Problem:
Return the data that follows exactly, with each line intact.

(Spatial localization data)
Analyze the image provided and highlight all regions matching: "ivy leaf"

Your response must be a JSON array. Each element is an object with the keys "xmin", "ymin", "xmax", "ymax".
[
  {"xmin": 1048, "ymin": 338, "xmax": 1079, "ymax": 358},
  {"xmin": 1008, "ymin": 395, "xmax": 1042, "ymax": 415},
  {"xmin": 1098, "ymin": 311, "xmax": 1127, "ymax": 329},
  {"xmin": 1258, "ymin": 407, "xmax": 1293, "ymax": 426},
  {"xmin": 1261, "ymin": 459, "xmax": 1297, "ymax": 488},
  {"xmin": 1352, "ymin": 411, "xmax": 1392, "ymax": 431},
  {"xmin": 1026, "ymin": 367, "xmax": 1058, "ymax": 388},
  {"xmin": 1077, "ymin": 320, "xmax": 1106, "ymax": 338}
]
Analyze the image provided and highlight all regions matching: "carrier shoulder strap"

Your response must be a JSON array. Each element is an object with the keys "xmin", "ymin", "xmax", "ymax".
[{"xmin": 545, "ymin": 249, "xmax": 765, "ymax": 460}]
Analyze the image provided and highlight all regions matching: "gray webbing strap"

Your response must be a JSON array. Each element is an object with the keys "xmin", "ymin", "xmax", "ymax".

Exercise output:
Analyze the image provided and highlight all regions matching: "ivy leaf"

Your response must be a JSON array. Each element is an object with the keys "xmin", "ymin", "xmax", "ymax".
[
  {"xmin": 1048, "ymin": 338, "xmax": 1079, "ymax": 358},
  {"xmin": 1008, "ymin": 395, "xmax": 1042, "ymax": 415},
  {"xmin": 1098, "ymin": 311, "xmax": 1127, "ymax": 329},
  {"xmin": 1258, "ymin": 407, "xmax": 1293, "ymax": 426},
  {"xmin": 1261, "ymin": 459, "xmax": 1297, "ymax": 488},
  {"xmin": 1352, "ymin": 411, "xmax": 1392, "ymax": 431},
  {"xmin": 1026, "ymin": 367, "xmax": 1058, "ymax": 388},
  {"xmin": 1077, "ymin": 320, "xmax": 1106, "ymax": 338}
]
Analyze the image provided and highlight all regions matching: "carrier shoulder strap"

Your response must be a JSON array. Each element is an object with the keys "xmin", "ymin", "xmax", "ymax".
[{"xmin": 545, "ymin": 249, "xmax": 765, "ymax": 460}]
Analyze the image provided and highlight all regions matching: "gray webbing strap"

Your response must be a JSON array. Each element is an object with the keys "xmin", "ymin", "xmax", "ymax".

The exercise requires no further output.